** Start **
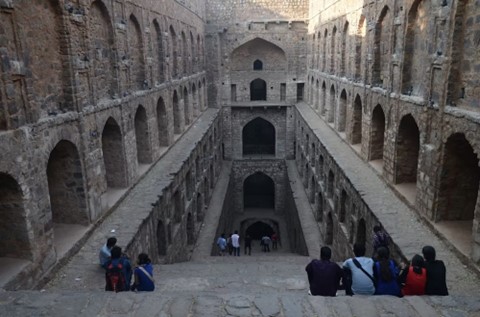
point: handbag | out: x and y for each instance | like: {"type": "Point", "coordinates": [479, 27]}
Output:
{"type": "Point", "coordinates": [357, 264]}
{"type": "Point", "coordinates": [147, 274]}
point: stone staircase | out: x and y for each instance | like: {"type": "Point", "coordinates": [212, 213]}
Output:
{"type": "Point", "coordinates": [264, 284]}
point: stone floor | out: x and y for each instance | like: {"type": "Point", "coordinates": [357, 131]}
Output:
{"type": "Point", "coordinates": [264, 284]}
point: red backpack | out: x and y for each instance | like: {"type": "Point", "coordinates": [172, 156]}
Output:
{"type": "Point", "coordinates": [115, 278]}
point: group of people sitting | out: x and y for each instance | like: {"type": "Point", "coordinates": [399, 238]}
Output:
{"type": "Point", "coordinates": [362, 275]}
{"type": "Point", "coordinates": [118, 269]}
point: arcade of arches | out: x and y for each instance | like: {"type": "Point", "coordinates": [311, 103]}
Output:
{"type": "Point", "coordinates": [96, 96]}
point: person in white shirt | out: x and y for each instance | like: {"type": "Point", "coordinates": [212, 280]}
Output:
{"type": "Point", "coordinates": [236, 243]}
{"type": "Point", "coordinates": [362, 271]}
{"type": "Point", "coordinates": [105, 254]}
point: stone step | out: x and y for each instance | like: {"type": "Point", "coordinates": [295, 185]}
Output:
{"type": "Point", "coordinates": [226, 302]}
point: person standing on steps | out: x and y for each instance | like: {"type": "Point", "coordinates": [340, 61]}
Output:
{"type": "Point", "coordinates": [436, 273]}
{"type": "Point", "coordinates": [229, 244]}
{"type": "Point", "coordinates": [266, 243]}
{"type": "Point", "coordinates": [274, 241]}
{"type": "Point", "coordinates": [143, 275]}
{"type": "Point", "coordinates": [248, 245]}
{"type": "Point", "coordinates": [380, 239]}
{"type": "Point", "coordinates": [236, 243]}
{"type": "Point", "coordinates": [222, 245]}
{"type": "Point", "coordinates": [361, 268]}
{"type": "Point", "coordinates": [105, 251]}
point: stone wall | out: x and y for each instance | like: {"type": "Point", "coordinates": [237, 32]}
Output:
{"type": "Point", "coordinates": [89, 98]}
{"type": "Point", "coordinates": [236, 118]}
{"type": "Point", "coordinates": [279, 43]}
{"type": "Point", "coordinates": [282, 218]}
{"type": "Point", "coordinates": [404, 68]}
{"type": "Point", "coordinates": [342, 215]}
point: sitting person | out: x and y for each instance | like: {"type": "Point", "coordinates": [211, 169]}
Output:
{"type": "Point", "coordinates": [143, 275]}
{"type": "Point", "coordinates": [436, 273]}
{"type": "Point", "coordinates": [386, 274]}
{"type": "Point", "coordinates": [118, 271]}
{"type": "Point", "coordinates": [105, 251]}
{"type": "Point", "coordinates": [413, 277]}
{"type": "Point", "coordinates": [361, 269]}
{"type": "Point", "coordinates": [324, 276]}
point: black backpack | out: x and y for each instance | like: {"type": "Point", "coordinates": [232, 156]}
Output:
** End **
Stated problem> Write out all of the records above word for word, leaving out the pictures.

In response>
point: handbag | out: x and y for each instance | like: {"type": "Point", "coordinates": [479, 27]}
Output:
{"type": "Point", "coordinates": [357, 264]}
{"type": "Point", "coordinates": [147, 274]}
point: stone staircase | out: x and y for each instance | like: {"type": "Point", "coordinates": [212, 213]}
Output:
{"type": "Point", "coordinates": [264, 284]}
point: stone floor | out: x and y for each instance | like: {"type": "Point", "coordinates": [357, 131]}
Output:
{"type": "Point", "coordinates": [264, 284]}
point: red backpack | out: x and y for each instance | like: {"type": "Point", "coordinates": [172, 156]}
Output:
{"type": "Point", "coordinates": [115, 278]}
point: group of people sitting | out: x and y for each instance | like: {"type": "Point", "coordinates": [399, 238]}
Output:
{"type": "Point", "coordinates": [362, 275]}
{"type": "Point", "coordinates": [118, 269]}
point: arcade of arches | out: x and y for each instance | like: {"type": "Point", "coordinates": [311, 103]}
Output:
{"type": "Point", "coordinates": [96, 96]}
point: person in white shirt | out: x and y for each instance | like: {"type": "Point", "coordinates": [212, 280]}
Output:
{"type": "Point", "coordinates": [236, 243]}
{"type": "Point", "coordinates": [362, 271]}
{"type": "Point", "coordinates": [105, 254]}
point: stone step | out: x and y for each instance | like: {"type": "Point", "coordinates": [295, 185]}
Output:
{"type": "Point", "coordinates": [226, 302]}
point: person standing on steps | out: x and y for each instance | like: {"type": "Point", "coordinates": [340, 61]}
Output:
{"type": "Point", "coordinates": [436, 273]}
{"type": "Point", "coordinates": [229, 244]}
{"type": "Point", "coordinates": [266, 243]}
{"type": "Point", "coordinates": [274, 241]}
{"type": "Point", "coordinates": [143, 275]}
{"type": "Point", "coordinates": [248, 245]}
{"type": "Point", "coordinates": [380, 239]}
{"type": "Point", "coordinates": [236, 243]}
{"type": "Point", "coordinates": [222, 245]}
{"type": "Point", "coordinates": [361, 268]}
{"type": "Point", "coordinates": [105, 251]}
point: stone wall | out: x and y for each instance | like: {"type": "Point", "coordinates": [237, 32]}
Output:
{"type": "Point", "coordinates": [89, 98]}
{"type": "Point", "coordinates": [236, 118]}
{"type": "Point", "coordinates": [279, 43]}
{"type": "Point", "coordinates": [282, 218]}
{"type": "Point", "coordinates": [404, 68]}
{"type": "Point", "coordinates": [342, 215]}
point: sitting person | out: x and y for each instance | like: {"type": "Point", "coordinates": [211, 169]}
Output:
{"type": "Point", "coordinates": [143, 275]}
{"type": "Point", "coordinates": [436, 273]}
{"type": "Point", "coordinates": [386, 274]}
{"type": "Point", "coordinates": [118, 271]}
{"type": "Point", "coordinates": [105, 251]}
{"type": "Point", "coordinates": [413, 277]}
{"type": "Point", "coordinates": [361, 269]}
{"type": "Point", "coordinates": [324, 276]}
point: black backpack | out: x and y for each instance | like: {"type": "Point", "coordinates": [232, 156]}
Output:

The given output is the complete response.